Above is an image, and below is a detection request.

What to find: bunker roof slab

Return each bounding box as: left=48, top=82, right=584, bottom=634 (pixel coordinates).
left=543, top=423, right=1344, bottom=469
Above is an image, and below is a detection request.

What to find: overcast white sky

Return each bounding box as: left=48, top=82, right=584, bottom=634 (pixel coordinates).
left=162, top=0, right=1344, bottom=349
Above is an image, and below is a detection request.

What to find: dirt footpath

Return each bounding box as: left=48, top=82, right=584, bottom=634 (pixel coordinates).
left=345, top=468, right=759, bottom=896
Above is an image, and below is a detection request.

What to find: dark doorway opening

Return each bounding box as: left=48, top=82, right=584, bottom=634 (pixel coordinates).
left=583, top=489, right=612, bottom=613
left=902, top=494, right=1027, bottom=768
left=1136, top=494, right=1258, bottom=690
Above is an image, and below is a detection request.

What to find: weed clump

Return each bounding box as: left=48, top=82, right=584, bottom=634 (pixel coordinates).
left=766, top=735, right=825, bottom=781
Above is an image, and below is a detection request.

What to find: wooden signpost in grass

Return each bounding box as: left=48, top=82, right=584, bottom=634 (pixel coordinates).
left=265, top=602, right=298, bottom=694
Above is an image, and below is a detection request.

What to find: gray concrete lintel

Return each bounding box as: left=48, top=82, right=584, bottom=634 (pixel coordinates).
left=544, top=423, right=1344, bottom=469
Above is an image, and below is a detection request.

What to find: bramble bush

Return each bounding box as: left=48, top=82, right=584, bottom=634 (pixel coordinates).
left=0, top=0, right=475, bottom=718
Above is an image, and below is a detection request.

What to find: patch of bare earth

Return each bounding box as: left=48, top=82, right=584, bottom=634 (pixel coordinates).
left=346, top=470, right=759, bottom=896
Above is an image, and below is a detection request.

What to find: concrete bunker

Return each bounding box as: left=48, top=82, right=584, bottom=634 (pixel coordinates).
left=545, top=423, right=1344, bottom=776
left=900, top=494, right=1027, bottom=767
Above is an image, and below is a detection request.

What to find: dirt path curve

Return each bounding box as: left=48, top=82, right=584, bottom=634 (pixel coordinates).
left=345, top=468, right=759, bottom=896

▶ [Problem to work on]: Locate each line in the rows above that contains the word "bunker", treating uppercase and lowercase letters as different, and copy every such line in full.

▶ [Solution to the exercise]:
What to find: bunker roof slab
What to find: concrete bunker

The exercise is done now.